* _Source passage_
_ _ _ _
Re: [clocksource] 8c30ace35d: WARNING:at_kernel/time/clocksource.c:#clocksource_watchdog

From: Thomas Gleixner <tglx@linutronix.de>
To: paulmck@kernel.org
Cc: Feng Tang <feng.tang@intel.com>,
	kernel test robot <oliver.sang@intel.com>,
	0day robot <lkp@intel.com>, John Stultz <john.stultz@linaro.org>,
	Stephen Boyd <sboyd@kernel.org>, Jonathan Corbet <corbet@lwn.net>,
	Mark Rutland <Mark.Rutland@arm.com>,
	Marc Zyngier <maz@kernel.org>, Andi Kleen <ak@linux.intel.com>,
	Xing Zhengjun <zhengjun.xing@linux.intel.com>,
	LKML <linux-kernel@vger.kernel.org>,
	lkp@lists.01.org, kernel-team@fb.com, neeraju@codeaurora.org,
	zhengjun.xing@intel.com, x86@kernel.org,
	Paolo Bonzini <pbonzini@redhat.com>
Subject: Re: [clocksource]  8c30ace35d: WARNING:at_kernel/time/clocksource.c:#clocksource_watchdog
Date: Thu, 29 Apr 2021 10:27:09 +0200	[thread overview]
Message-ID: <878s517axu.ffs@nanos.tec.linutronix.de> (raw)
In-Reply-To: <20210428183118.GR975577@paulmck-ThinkPad-P17-Gen-1>

Paul,

On Wed, Apr 28 2021 at 11:31, Paul E. McKenney wrote:
> On Wed, Apr 28, 2021 at 03:34:52PM +0200, Thomas Gleixner wrote:
>>  2) If the host has clear indications that TSC can be trusted, then it
>>     can tell the guest that TSC is trustworthy. A synthesized CPU
>>     feature bit is the obvious solution for this.
>> 
>>     That solves several virt problems at once:
>> 
>>      - The watchdog issue
>> 
>>      - The fact that TSC synchronization checks between two vCPUs
>>        cannot ever work reliably.
>
> Such checks are subject to false negatives, but not false positives.
> And the probability of vCPU preemption within that small window is
> low enough that repeated false negatives should be extremely rare.
>
> Or am I missing another source of synchronization-check unreliability?

Oh yes. The whole CPU bringup synchronization checks which involves two
vCPUs to run side by side. That's different from the watchdog issue
which is just a single vCPU issue.

See the mess in tsc_sync.c ....

> Or are you saying that the checks should be in the host OS rather than
> in the guests?
_ _ _ _
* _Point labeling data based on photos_

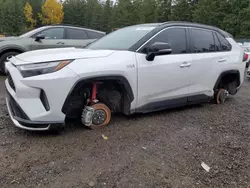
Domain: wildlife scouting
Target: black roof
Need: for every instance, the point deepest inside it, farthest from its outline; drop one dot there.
(160, 26)
(74, 26)
(187, 24)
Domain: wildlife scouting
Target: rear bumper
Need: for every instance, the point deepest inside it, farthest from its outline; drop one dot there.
(20, 119)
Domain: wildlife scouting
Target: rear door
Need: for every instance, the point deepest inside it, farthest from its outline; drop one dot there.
(164, 82)
(208, 59)
(77, 38)
(54, 38)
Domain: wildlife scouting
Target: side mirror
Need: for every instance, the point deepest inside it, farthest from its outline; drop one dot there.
(158, 48)
(39, 37)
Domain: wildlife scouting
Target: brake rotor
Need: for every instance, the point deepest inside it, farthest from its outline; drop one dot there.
(101, 116)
_ _ _ _
* _Problem 1_
Reproduce the passage of the clocksource mailing list reply from "Oh yes. The" to "in tsc_sync.c ....".
* _Problem 2_
In the clocksource mailing list reply, what does Thomas Gleixner call the obvious way for the host to tell the guest that TSC is trustworthy?

* _Expected answer 1_
Oh yes. The whole CPU bringup synchronization checks which involves two
vCPUs to run side by side. That's different from the watchdog issue
which is just a single vCPU issue.

See the mess in tsc_sync.c ....

* _Expected answer 2_
A synthesized CPU feature bit.